## REQUIRED TASK 1:
Using the article on the film Jeene Nahi Doonga, answer these:
(a) Who composed the film's music?
(b) Which 1979 Pakistani film does its plot resemble?
(c) How did the film rank among the highest-grossing films of 1984?
## REQUIRED TASK 2:
Carry on the article about the film Jeene Nahi Doonga from its last line.

## PASSAGE PROVIDED:

- Promotional Poster
- Directed by: Rajkumar Kohli
- Written by: Rajkumar Kohli
- Produced by: Rajkumar Kohli
- Starring: Dharmendra Shatrughan Sinha Raj Babbar Anita Raj Roshni Vinod Mehra
- Music by: Laxmikant–Pyarelal
- Release date: 26 October 1984;
- Running time: 159 minutes
- Country: India
- Language: Hindi

= Jeene Nahi Doonga =

Jeene Nahi Doonga is a 1984 Indian Hindi-language action drama film directed by Rajkumar Kohli. The film stars Dharmendra (in a double role), Shatrughan Sinha, Raj Babbar, Anita Raj, Roshni. Its plot bears resemblance to the 1979 Pakistani Punjabi -language film Maula Jatt.

Jeene Nahi Doonga was released worldwide on 26 October 1984, coinciding with the Diwali weekend. The film was the 12th highest grossing film of 1984.

==Cast==
- Dharmendra as Roshan/Raka (Double Role)

## EXTRACTED RECORDS:
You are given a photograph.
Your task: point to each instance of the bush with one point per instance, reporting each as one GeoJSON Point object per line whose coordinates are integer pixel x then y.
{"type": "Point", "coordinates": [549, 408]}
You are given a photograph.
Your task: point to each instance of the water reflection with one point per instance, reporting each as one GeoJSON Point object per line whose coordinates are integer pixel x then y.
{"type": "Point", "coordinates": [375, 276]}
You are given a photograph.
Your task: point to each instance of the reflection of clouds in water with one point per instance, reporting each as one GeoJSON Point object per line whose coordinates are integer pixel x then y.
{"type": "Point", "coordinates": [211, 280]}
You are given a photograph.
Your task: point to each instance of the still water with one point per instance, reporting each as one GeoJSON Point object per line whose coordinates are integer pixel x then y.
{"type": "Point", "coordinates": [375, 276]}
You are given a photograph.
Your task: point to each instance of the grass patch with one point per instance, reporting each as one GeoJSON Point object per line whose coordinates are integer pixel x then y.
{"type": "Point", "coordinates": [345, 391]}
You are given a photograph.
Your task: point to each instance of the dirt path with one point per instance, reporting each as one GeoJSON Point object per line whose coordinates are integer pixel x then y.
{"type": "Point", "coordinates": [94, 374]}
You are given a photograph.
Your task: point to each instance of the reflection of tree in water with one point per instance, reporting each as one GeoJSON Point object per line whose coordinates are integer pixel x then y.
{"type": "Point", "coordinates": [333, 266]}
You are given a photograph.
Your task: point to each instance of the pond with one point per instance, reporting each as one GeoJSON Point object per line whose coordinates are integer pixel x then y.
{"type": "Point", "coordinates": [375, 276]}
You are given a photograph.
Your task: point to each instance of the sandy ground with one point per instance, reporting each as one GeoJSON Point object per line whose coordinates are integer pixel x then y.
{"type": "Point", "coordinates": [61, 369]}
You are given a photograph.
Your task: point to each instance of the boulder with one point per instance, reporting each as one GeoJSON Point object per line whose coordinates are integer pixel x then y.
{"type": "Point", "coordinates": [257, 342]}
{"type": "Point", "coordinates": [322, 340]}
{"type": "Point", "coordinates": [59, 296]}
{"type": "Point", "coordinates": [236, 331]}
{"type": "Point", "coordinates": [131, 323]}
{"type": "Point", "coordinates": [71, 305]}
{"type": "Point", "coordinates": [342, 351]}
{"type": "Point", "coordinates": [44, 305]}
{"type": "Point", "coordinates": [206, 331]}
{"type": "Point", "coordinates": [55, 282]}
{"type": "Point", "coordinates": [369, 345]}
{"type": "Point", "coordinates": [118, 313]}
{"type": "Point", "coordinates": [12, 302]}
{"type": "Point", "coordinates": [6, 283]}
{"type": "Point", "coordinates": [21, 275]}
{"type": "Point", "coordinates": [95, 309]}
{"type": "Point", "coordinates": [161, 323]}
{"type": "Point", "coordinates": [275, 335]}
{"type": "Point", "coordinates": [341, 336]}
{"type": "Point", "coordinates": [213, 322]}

## EXERCISE RESPONSE 1:
(a) Laxmikant–Pyarelal
(b) Maula Jatt
(c) It was the 12th highest-grossing film of 1984.

## EXERCISE RESPONSE 2:
- Shatrughan Sinha as Shaka
- Raj Babbar as Badal
- Anita Raj as Bijli
- Roshni as Reshma
- Vinod Mehra as Police Inspector
- Parikshit Sahni as Fakeer Baba
- Neeta Mehta as Chandni
- Shakti Kapoor as Shakti Singh
- Raza Murad as Jabbar
- Jagdeep as Jhumru
- Jayshree T.
- Jagdish Raj
- Leena Das
- Mehar Mittal
- Kader Khan as Narrator

==Plot==
Bitter animosity and hatred has existed between the communities of Jangavar and Dilavar. While Dilavar's Roshan wants to bring peace between everyone, he sets an example by marrying Chandni. This enrages the Jangavars' who attack the Dilavars, killing Roshan. Before dying, Roshan asks his twin brother, Raka, to promise that he will bring peace by getting their brother, Badal, married to Shaka's sister, Reshma. Raka attempts to carry out his promise, by letting both meet and fall in love with each other. When the time comes for Badal to propose to Reshma, she accepts with one condition - that Badal kill Raka and bring his severed head to Jangavar. The question is will Badal sacrifice his brother's life to marry Reshma and bring peace between the two communities?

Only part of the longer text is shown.